**Trecho do documento**.
18À luz do Estado Nacional Moderno, só pode haver uma Nação e um Território, negando a existência de mais de 305 povos e nações nesse território. Os Indígenas são reconhecidos como grupos culturais ou etnias, tirando-lhes o status político e social de serem povos, nações (Faria, 2003, p. 108).
19Na prática, TI só é reconhecida após o processo administrativo de regularização fundiária realizado pela FUNAI. De forma geral, os preceitos constitucionais, no que se refere à proteção e à inviolabilidade das TIs, estão sendo desrespeitados por grupos econômicos (madeireiras, mineradoras, latifundiários) e políticos, incluindo o próprio Estado Brasileiro (ISA, 2020; CIMI, 2021).
20Para efeitos do estudo realizado na mesorregião do Médio rio Solimões, Amazonas, foi necessário discutir a concepção de TI do Estado Brasileiro trazida pela CF/1988 e pelos procedimentos administrativos promovidos pela FUNAI para posteriormente definirem-se as categorias TI demarcada e TI Sem Providência a fim de fundamentar a existência das TIs mesmo não sendo regularizadas para que possam ser protegidas de futuras explorações.
21O direito dos indígenas ao território é reconhecido pela legislação desde o século XVII, por meio das Cartas Régias de 30/07/1609 e de 10/09/1611, promulgadas por Felipe III, que reconheceram o domínio sobre seus territórios e as terras onde estão as aldeias.
22Na atualidade, o direito à terra ou ao território pelos povos indígenas encontra-se regulamentado no artigo 231 da CF/1988, que estabelece que: “São reconhecidos aos índios sua organização social, costumes, línguas, crenças e tradições, e os direitos originários sobre as terras que tradicionalmente ocupam, competindo à União demarcá-las, proteger e fazer respeitar todos os seus bens. (...)” (Brasil, 1988). Isto nos traz um novo entendimento do direito dos povos indígenas sobre suas terras.
23Este reconhecimento representa um importante instrumento para a luta dos povos indígenas, pois deixa atrás a ideia de assimilação dos povos, que vinha se reforçando na legislação brasileira que lhe antecedeu. Depois dos povos indígenas verem suas terras invadidas, suas culturas discriminadas e seus direitos negados, a constituinte reconheceu a importância que a organização social, o costume, as línguas, as tradições e as crenças assim como os direitos sobre suas terras têm na sobrevivência física e cultural desses grupos sociais.

**Dados do conjunto**.
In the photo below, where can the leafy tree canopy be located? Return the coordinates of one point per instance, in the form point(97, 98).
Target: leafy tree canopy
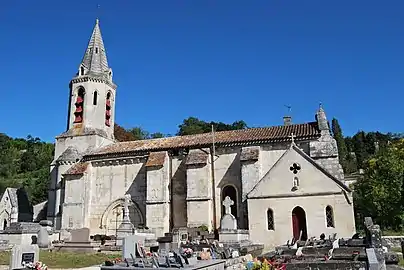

**Tarefas e exercícios**.
**a.** Indique se cada afirmação concorda com o trecho sobre terras indígenas, respondendo sim ou não e citando literalmente as palavras do trecho que decidem: (i) as Cartas Régias de 1609 e 1611 foram promulgadas por Felipe III; (ii) na prática, uma TI é reconhecida antes do processo administrativo conduzido pela FUNAI; (iii) o artigo 231 da CF/1988 atribui aos estados a demarcação das terras indígenas.
**b.** Reproduza a parte do trecho sobre terras indígenas entre "23Este reconhecimento representa" e "desses grupos sociais.", inclusive.
O material vem de uma fonte diferente da do trecho sobre terras indígenas.

**Soluções das tarefas**.
**a.**
(i) Sim: "promulgadas por Felipe III".
(ii) Não: "TI só é reconhecida após o processo administrativo de regularização fundiária realizado pela FUNAI".
(iii) Não: "competindo à União demarcá-las".

**b.**
23Este reconhecimento representa um importante instrumento para a luta dos povos indígenas, pois deixa atrás a ideia de assimilação dos povos, que vinha se reforçando na legislação brasileira que lhe antecedeu. Depois dos povos indígenas verem suas terras invadidas, suas culturas discriminadas e seus direitos negados, a constituinte reconheceu a importância que a organização social, o costume, as línguas, as tradições e as crenças assim como os direitos sobre suas terras têm na sobrevivência física e cultural desses grupos sociais.